| Short problem 1 |
Return every line of the records that contains the string "cape". Case counts.

Finally, most of the data in the SHRUG are available only for the years when large-scale administrative data were collected. Consumption data are available only in 2012, and none of the four Economic Census years are exact matches for the Population Census years. The remote sensing data, however, are available annually.

Administrative data by no means obviate the need for high-quality sample field surveys. Whether the strengths or the limitations of the SHRUG dominate will depend on the particular research question. The SHRUG is particularly well suited for research requiring high-resolution geographic variation, rich location information, or socioeconomic outcomes in units with political boundaries.

5. Conclusions: A Model for Collaborative Data Sharing

Most researcher-initiated data collection projects have a relatively narrow scope. A local survey is conducted for the purpose of an experimental or observational study, one or several research papers are written, and the data are reused only for replication or in rare cases, for long-term follow-up.

The existence of comprehensive administrative data makes possible a paradigm where investments in data yield many more positive externalities for other researchers. Because administrative data are often comprehensive at the state or the national level, one researcher’s efforts at collecting and rationalizing an administrative dataset may yield dividends to many other researchers. Many researchers are already making use of administrative data in India and in other developing countries. In the absence of a common platform to link these datasets to each other, there is considerable duplication of effort and many potential complementarities and externalities across projects are not being realized.33 Our aim in building the SHRUG is to create a common geographic frame for all these datasets, standardizing their location identifiers and lowering the cost to researchers of creating positive externalities for each other.

Researchers often face a trade-off between sharing data, which enables more socially valuable research, and keeping data restricted, which ensures that they will not be scooped on future projects with those data. Some balance between these objectives is needed; private returns to developing new data sources are desirable as motivating factors.

| Short problem 2 |
According to the excerpt on the SHRUG, why can one researcher's work on an administrative dataset benefit many other researchers? Answer in one to three sentences.

| Data to process |
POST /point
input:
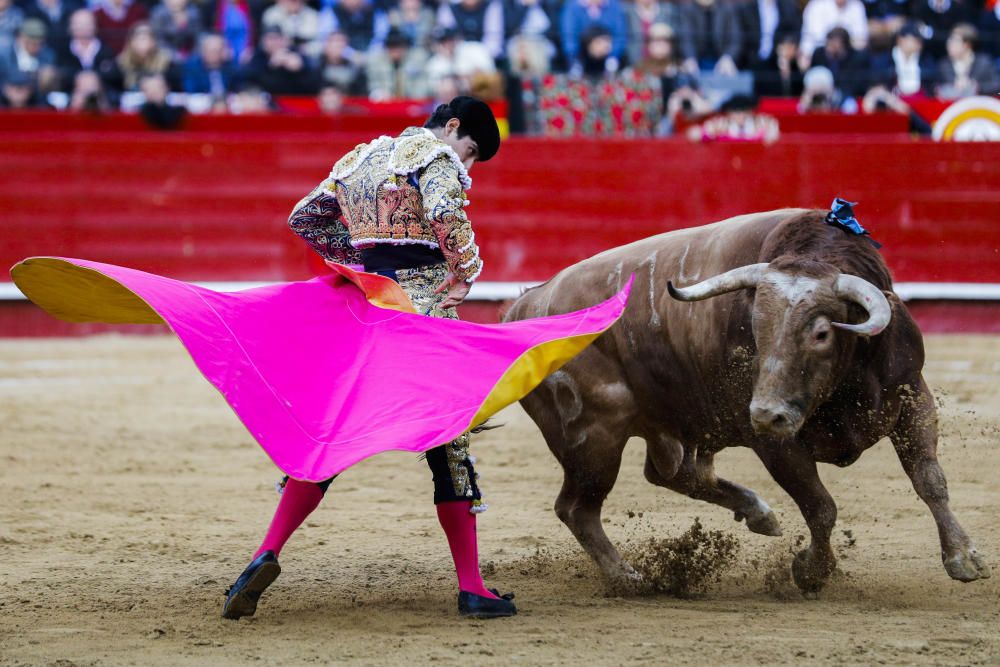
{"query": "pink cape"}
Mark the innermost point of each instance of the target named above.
(320, 375)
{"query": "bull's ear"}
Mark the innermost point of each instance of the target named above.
(860, 291)
(730, 281)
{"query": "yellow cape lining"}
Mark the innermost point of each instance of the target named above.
(77, 294)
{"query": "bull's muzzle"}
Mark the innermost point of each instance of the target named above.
(774, 418)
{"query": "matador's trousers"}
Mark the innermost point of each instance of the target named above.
(451, 465)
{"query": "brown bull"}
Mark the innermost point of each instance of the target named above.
(800, 351)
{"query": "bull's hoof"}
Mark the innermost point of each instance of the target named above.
(624, 580)
(810, 576)
(967, 566)
(762, 523)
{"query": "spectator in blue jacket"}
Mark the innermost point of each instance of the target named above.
(580, 15)
(211, 69)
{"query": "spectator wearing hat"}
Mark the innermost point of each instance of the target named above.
(819, 92)
(298, 22)
(764, 21)
(341, 66)
(912, 70)
(779, 75)
(18, 91)
(177, 25)
(365, 25)
(211, 70)
(55, 14)
(711, 35)
(531, 28)
(456, 57)
(580, 15)
(476, 21)
(414, 19)
(114, 20)
(596, 48)
(397, 70)
(29, 55)
(822, 16)
(84, 51)
(964, 72)
(278, 68)
(885, 19)
(11, 17)
(850, 67)
(936, 18)
(642, 15)
(685, 106)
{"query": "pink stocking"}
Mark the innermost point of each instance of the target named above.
(460, 526)
(298, 500)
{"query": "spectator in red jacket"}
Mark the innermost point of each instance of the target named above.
(115, 18)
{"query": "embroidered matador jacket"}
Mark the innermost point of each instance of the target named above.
(400, 190)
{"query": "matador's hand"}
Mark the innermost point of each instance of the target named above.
(457, 291)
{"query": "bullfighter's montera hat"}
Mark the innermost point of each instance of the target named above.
(477, 121)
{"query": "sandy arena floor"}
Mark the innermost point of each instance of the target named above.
(131, 498)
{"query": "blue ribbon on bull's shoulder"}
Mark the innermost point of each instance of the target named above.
(841, 216)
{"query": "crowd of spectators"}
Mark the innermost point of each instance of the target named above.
(242, 55)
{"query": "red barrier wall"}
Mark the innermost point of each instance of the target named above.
(211, 205)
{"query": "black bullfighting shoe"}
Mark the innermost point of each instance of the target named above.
(242, 597)
(471, 605)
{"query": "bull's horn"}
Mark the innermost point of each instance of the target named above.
(730, 281)
(869, 297)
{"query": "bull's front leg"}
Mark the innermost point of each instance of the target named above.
(915, 439)
(794, 469)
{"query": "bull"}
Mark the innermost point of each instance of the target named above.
(786, 338)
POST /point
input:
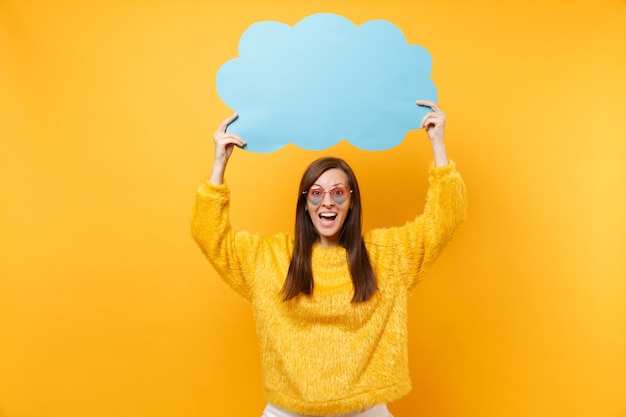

| Final result 1 |
{"query": "pink cape"}
{"query": "yellow cape lining"}

| Final result 2 |
Administrative data are often comprehensive at the state or national level. Because of this, one researcher's effort to collect and rationalize such a dataset can pay dividends to many others.